> WHAT YOU ARE ASKED TO DO: Retype the records below exactly as they appear.

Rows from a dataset
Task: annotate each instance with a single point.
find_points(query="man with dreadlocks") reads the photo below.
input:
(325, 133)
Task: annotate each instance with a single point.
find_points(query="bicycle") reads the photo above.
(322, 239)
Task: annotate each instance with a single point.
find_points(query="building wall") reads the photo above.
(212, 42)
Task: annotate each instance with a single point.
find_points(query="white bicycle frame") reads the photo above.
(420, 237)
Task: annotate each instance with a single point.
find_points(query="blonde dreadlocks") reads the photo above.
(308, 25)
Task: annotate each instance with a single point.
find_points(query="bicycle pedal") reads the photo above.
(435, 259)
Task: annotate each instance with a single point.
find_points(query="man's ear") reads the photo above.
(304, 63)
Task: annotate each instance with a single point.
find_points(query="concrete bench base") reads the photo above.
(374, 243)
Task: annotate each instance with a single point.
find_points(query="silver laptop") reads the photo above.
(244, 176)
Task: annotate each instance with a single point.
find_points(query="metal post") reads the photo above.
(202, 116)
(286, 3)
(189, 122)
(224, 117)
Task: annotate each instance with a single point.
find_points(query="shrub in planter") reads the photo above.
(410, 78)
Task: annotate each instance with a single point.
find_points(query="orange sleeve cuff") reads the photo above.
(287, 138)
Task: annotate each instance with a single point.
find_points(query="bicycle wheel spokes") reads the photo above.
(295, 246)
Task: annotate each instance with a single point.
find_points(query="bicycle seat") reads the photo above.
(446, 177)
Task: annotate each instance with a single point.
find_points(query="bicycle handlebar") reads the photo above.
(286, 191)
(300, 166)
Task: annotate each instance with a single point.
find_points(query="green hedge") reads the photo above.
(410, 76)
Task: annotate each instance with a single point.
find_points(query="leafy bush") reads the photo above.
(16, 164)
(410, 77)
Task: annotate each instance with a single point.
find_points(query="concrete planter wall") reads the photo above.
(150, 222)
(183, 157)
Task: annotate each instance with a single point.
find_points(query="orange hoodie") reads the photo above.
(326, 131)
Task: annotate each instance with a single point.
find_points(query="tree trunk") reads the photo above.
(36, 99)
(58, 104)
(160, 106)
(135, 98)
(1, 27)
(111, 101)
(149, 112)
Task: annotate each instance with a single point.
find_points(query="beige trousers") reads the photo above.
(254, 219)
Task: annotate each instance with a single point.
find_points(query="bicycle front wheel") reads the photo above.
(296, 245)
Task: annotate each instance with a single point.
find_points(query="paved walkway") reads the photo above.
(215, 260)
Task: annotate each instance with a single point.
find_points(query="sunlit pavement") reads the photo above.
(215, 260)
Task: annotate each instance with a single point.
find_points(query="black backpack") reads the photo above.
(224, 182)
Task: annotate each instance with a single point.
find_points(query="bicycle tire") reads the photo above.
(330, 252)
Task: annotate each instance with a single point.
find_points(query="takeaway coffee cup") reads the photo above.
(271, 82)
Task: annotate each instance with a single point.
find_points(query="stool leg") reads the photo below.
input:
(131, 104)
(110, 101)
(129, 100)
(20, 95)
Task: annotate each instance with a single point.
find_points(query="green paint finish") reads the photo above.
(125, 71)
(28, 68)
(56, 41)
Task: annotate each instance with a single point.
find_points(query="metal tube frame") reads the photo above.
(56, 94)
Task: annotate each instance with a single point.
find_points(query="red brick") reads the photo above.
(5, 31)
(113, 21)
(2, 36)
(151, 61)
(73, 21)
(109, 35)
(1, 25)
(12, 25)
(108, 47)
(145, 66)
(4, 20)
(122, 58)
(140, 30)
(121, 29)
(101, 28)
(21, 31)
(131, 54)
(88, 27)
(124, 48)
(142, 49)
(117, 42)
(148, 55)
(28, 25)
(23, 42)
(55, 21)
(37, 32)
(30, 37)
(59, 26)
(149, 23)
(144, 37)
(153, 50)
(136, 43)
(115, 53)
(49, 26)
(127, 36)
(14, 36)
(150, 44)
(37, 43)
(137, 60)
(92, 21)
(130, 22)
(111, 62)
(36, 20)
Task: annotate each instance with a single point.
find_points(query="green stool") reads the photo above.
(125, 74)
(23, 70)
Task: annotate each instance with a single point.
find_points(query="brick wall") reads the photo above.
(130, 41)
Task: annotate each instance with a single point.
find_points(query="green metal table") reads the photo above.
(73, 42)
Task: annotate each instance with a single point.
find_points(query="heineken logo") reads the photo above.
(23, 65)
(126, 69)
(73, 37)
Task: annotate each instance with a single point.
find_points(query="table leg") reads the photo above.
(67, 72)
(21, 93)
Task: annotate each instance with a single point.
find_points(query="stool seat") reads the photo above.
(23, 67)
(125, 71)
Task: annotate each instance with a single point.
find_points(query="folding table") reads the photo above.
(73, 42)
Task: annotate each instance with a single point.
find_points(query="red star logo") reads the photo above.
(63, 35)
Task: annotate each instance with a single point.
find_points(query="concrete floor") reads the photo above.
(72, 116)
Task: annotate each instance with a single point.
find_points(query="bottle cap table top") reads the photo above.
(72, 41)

> SOLUTION FOR THIS PROBLEM:
Task: annotate each instance with a single point.
find_points(query="man with dreadlocks") reads the photo below.
input:
(325, 133)
Task: annotate each instance with a single point.
find_points(query="bicycle") reads the photo above.
(322, 239)
Task: annotate each instance with a single point.
find_points(query="building wall") reads the photo above.
(212, 42)
Task: annotate each instance with a single point.
find_points(query="white bicycle frame") reads the photo above.
(420, 237)
Task: annotate each instance with a single point.
find_points(query="blonde dreadlocks") reads the photo above.
(308, 25)
Task: annotate each instance with a single point.
find_points(query="bicycle pedal") reads the photo above.
(435, 259)
Task: annotate each instance with a single point.
find_points(query="man's ear") reads the photo above.
(304, 63)
Task: annotate each instance with a single point.
find_points(query="concrete bench base") reads the photo above.
(374, 243)
Task: annotate each instance with a single point.
find_points(query="silver laptop") reads the photo above.
(244, 176)
Task: annotate each instance with a single point.
find_points(query="metal post") reads the photo above.
(202, 116)
(286, 3)
(189, 122)
(224, 117)
Task: annotate each instance with a single point.
find_points(query="shrub in planter") reads the photo above.
(410, 78)
Task: annotate each instance with a single point.
find_points(query="orange sleeve cuff") reads the photo above.
(287, 138)
Task: annotate each instance with a single point.
find_points(query="bicycle wheel spokes") reads the photo above.
(295, 246)
Task: annotate each instance with a single point.
find_points(query="bicycle seat") reads the photo above.
(446, 177)
Task: annotate each instance with a single point.
find_points(query="bicycle handlebar") reads the photo above.
(286, 191)
(300, 166)
Task: annotate each instance with a single point.
find_points(query="green hedge") reads the photo above.
(410, 76)
Task: annotate each instance with a single point.
find_points(query="leafy bush") reads the photo above.
(16, 164)
(410, 77)
Task: annotate each instance with a single point.
find_points(query="concrete planter wall") reads the photo above.
(150, 222)
(183, 157)
Task: annotate each instance with a single point.
find_points(query="orange hoodie") reads the photo above.
(326, 131)
Task: annotate each instance with a single point.
find_points(query="tree trunk") reads the photo above.
(36, 99)
(58, 104)
(160, 106)
(135, 98)
(1, 27)
(111, 101)
(149, 112)
Task: annotate each instance with a single point.
find_points(query="beige trousers") reads the photo above.
(254, 219)
Task: annotate each instance with a single point.
find_points(query="bicycle front wheel") reads the photo above.
(296, 245)
Task: annotate each instance with a single point.
find_points(query="paved walkway") reads the photo above.
(215, 260)
Task: annotate each instance with a single point.
find_points(query="sunlit pavement") reads the photo above.
(215, 260)
Task: annotate each instance with a single point.
find_points(query="black backpack") reads the photo above.
(224, 182)
Task: annotate each instance with a single point.
find_points(query="bicycle tire") reads the photo above.
(330, 252)
Task: annotate each instance with a single point.
find_points(query="takeaway coffee cup") reads the photo above.
(271, 82)
Task: annotate each instance with a single point.
find_points(query="stool leg") reads the photo below.
input:
(131, 104)
(110, 101)
(129, 100)
(20, 95)
Task: annotate each instance with a single point.
find_points(query="green paint finish") reads the photo above.
(125, 71)
(28, 68)
(56, 41)
Task: annotate each instance with a single point.
find_points(query="metal tube frame") reads the photo above.
(56, 94)
Task: annotate each instance with a single point.
find_points(query="red brick") reads the photo above.
(5, 31)
(113, 21)
(2, 36)
(151, 61)
(73, 21)
(109, 35)
(1, 25)
(12, 25)
(108, 47)
(145, 66)
(4, 20)
(122, 58)
(140, 30)
(121, 29)
(101, 28)
(21, 31)
(131, 54)
(88, 27)
(124, 48)
(142, 49)
(117, 42)
(148, 55)
(28, 25)
(23, 42)
(55, 21)
(37, 32)
(30, 37)
(59, 26)
(149, 23)
(144, 37)
(153, 50)
(136, 43)
(115, 53)
(49, 26)
(127, 36)
(14, 36)
(150, 44)
(37, 43)
(137, 60)
(92, 21)
(130, 22)
(111, 62)
(36, 20)
Task: annotate each instance with a single point.
find_points(query="green stool") reads the photo above.
(125, 74)
(23, 70)
Task: annotate each instance with a single point.
find_points(query="brick wall") reads the photo above.
(130, 41)
Task: annotate each instance with a single point.
find_points(query="green metal table") reads the photo above.
(73, 42)
Task: annotate each instance with a single point.
find_points(query="heineken logo") reads the photo above.
(23, 65)
(126, 69)
(73, 37)
Task: annotate each instance with a single point.
find_points(query="table leg") reads the photo above.
(67, 72)
(21, 93)
Task: annotate each instance with a single point.
find_points(query="stool seat") reads the photo above.
(23, 67)
(125, 71)
Task: annotate each instance with a single point.
find_points(query="folding table") reads the photo above.
(73, 42)
Task: annotate each instance with a single point.
find_points(query="red star logo") reads the photo above.
(63, 35)
Task: annotate each instance with a single point.
find_points(query="concrete floor") reads the photo above.
(72, 116)
Task: annotate each instance with a single point.
find_points(query="bottle cap table top") reads the photo above.
(72, 41)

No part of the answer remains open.